▶ **Work to complete**: The records below hold pictures; please leave those out and retype the rest exactly.
--- --- ---
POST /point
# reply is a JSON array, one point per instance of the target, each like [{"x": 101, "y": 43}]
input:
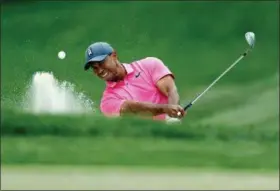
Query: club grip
[{"x": 187, "y": 106}]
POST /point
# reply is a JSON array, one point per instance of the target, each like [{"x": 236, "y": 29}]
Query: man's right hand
[{"x": 174, "y": 111}]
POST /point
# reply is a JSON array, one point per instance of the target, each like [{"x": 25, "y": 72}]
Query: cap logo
[{"x": 89, "y": 52}]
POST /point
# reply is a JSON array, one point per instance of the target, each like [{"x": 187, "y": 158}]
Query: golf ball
[{"x": 61, "y": 54}]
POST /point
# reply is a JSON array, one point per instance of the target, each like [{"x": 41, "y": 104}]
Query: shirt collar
[{"x": 128, "y": 69}]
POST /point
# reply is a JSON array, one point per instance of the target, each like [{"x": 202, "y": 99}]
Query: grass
[{"x": 139, "y": 152}]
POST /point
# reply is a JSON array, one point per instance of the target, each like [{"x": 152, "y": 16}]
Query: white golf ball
[
  {"x": 61, "y": 54},
  {"x": 250, "y": 37}
]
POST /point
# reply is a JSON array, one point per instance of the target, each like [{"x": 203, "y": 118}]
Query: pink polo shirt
[{"x": 138, "y": 85}]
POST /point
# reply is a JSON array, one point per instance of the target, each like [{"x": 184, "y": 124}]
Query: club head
[{"x": 250, "y": 38}]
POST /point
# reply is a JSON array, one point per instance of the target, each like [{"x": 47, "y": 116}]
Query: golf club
[{"x": 250, "y": 38}]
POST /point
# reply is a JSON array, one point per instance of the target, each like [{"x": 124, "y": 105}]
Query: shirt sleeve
[
  {"x": 157, "y": 69},
  {"x": 111, "y": 105}
]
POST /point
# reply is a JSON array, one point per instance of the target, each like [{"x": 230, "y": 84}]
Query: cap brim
[{"x": 95, "y": 59}]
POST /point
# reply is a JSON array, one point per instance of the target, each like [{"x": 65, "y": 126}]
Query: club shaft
[{"x": 229, "y": 68}]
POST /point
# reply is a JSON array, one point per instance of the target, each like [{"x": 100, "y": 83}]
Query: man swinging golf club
[{"x": 144, "y": 87}]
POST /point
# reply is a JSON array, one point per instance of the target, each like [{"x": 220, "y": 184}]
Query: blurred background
[{"x": 228, "y": 140}]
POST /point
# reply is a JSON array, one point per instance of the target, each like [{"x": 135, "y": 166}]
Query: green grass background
[{"x": 196, "y": 40}]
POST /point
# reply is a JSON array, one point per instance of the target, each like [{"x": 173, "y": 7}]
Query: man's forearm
[
  {"x": 142, "y": 108},
  {"x": 173, "y": 97}
]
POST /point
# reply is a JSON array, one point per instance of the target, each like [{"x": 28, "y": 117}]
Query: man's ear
[{"x": 114, "y": 55}]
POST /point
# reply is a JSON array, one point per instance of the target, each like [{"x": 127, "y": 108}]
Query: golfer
[{"x": 144, "y": 87}]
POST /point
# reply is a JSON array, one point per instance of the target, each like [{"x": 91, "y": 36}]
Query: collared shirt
[{"x": 138, "y": 85}]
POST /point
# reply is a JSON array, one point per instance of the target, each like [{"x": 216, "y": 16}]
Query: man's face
[{"x": 107, "y": 69}]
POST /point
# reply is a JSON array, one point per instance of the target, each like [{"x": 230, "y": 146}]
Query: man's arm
[
  {"x": 167, "y": 86},
  {"x": 142, "y": 108},
  {"x": 112, "y": 105}
]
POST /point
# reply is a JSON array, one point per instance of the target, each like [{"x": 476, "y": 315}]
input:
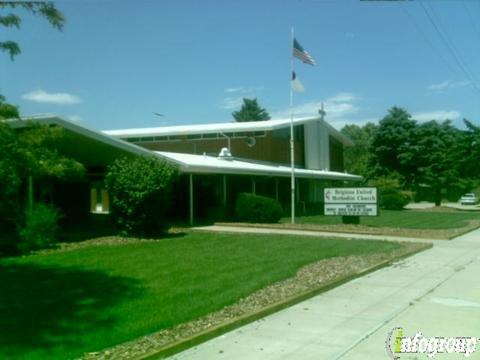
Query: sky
[{"x": 116, "y": 63}]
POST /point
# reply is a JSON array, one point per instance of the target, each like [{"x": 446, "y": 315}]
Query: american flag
[{"x": 301, "y": 54}]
--- --- ---
▶ **Result**:
POST /point
# reply is a JSON array, one point per instance of the target, each like [{"x": 101, "y": 43}]
input:
Query: club grip
[{"x": 187, "y": 106}]
POST /point
# reply is a JSON array, one point per instance of the target, each like [{"x": 236, "y": 29}]
Query: man's right hand
[{"x": 174, "y": 111}]
POST /point
# reply is a JSON array, one point per instance of the target, each like [{"x": 25, "y": 72}]
Query: cap logo
[{"x": 89, "y": 52}]
POST /point
# reply is a JSON array, one point per instance of the target, each like [{"x": 187, "y": 158}]
Query: golf ball
[{"x": 61, "y": 54}]
POST /point
# reply is a JSON array, one point per instance of the target, each like [{"x": 41, "y": 104}]
Query: shirt collar
[{"x": 128, "y": 69}]
POST /point
# reply is a JSON array, one point per instance of the target, each like [{"x": 202, "y": 99}]
Query: grass
[{"x": 139, "y": 152}]
POST /point
# reply is a JSON array, one point per instance of the target, each like [{"x": 152, "y": 16}]
Query: white golf ball
[
  {"x": 61, "y": 54},
  {"x": 250, "y": 37}
]
POST /point
# reply is a JSON array, one point per instance of the target, each like [{"x": 203, "y": 118}]
Query: pink polo shirt
[{"x": 138, "y": 85}]
POST /point
# reply is a JSON array, one point per instance of the target, each like [{"x": 184, "y": 124}]
Query: club head
[{"x": 250, "y": 38}]
POST /point
# reply is a JSON array, one point per instance of the target, each like [{"x": 47, "y": 116}]
Query: golf club
[{"x": 250, "y": 38}]
POST /point
# reply is a JSON array, one point per instance of the target, each like [{"x": 124, "y": 105}]
Query: shirt sleeve
[
  {"x": 157, "y": 69},
  {"x": 111, "y": 105}
]
POST /point
# reply is a JSON array, one point per instance of the target, each like [{"x": 230, "y": 84}]
Query: cap brim
[{"x": 95, "y": 59}]
POST /point
# reply is a JSON array, one point per instance of the target, each like [{"x": 65, "y": 126}]
Query: club shaft
[{"x": 229, "y": 68}]
POST /point
# reply is a JSON array, one point per instance of the target, each like [{"x": 100, "y": 83}]
Query: man swinging golf club
[{"x": 144, "y": 87}]
POST /point
# reply is a JSON array, one point per instance of the target, each like [{"x": 220, "y": 184}]
Query: blurred background
[{"x": 228, "y": 140}]
POST /point
# reply is a JSON array, one point per instance of the target, each like [{"x": 135, "y": 166}]
Query: green grass background
[{"x": 196, "y": 40}]
POST /point
# reply is a JSON array, one point per instance of the target, each like [{"x": 173, "y": 7}]
Query: man's forearm
[
  {"x": 142, "y": 108},
  {"x": 173, "y": 97}
]
POST /point
# reply is a JSON array, one point per instance of the target, each like [{"x": 28, "y": 117}]
Query: man's ear
[{"x": 114, "y": 55}]
POST /point
# reply is a JSON array, one point per instance of the target, each like [{"x": 127, "y": 108}]
Query: golfer
[{"x": 144, "y": 87}]
POST /point
# reply is a JSON array, one point per instance of the target, each like [{"x": 91, "y": 36}]
Query: collared shirt
[{"x": 138, "y": 85}]
POST /point
# reply is a JSON array, one point per instance of the target, each like [{"x": 216, "y": 16}]
Query: man's face
[{"x": 107, "y": 69}]
POST /point
# reply is a JSON array, one point per instance of the target, each like [{"x": 230, "y": 146}]
Query: man's arm
[
  {"x": 167, "y": 86},
  {"x": 142, "y": 108},
  {"x": 112, "y": 105}
]
POST /point
# reply is a JSON array, one point per instance of the target, each like [{"x": 476, "y": 315}]
input:
Query: sky
[{"x": 116, "y": 63}]
POST /point
# reply is a JSON array, one point per instance of the target, each like [{"x": 446, "y": 315}]
Query: american flag
[{"x": 301, "y": 54}]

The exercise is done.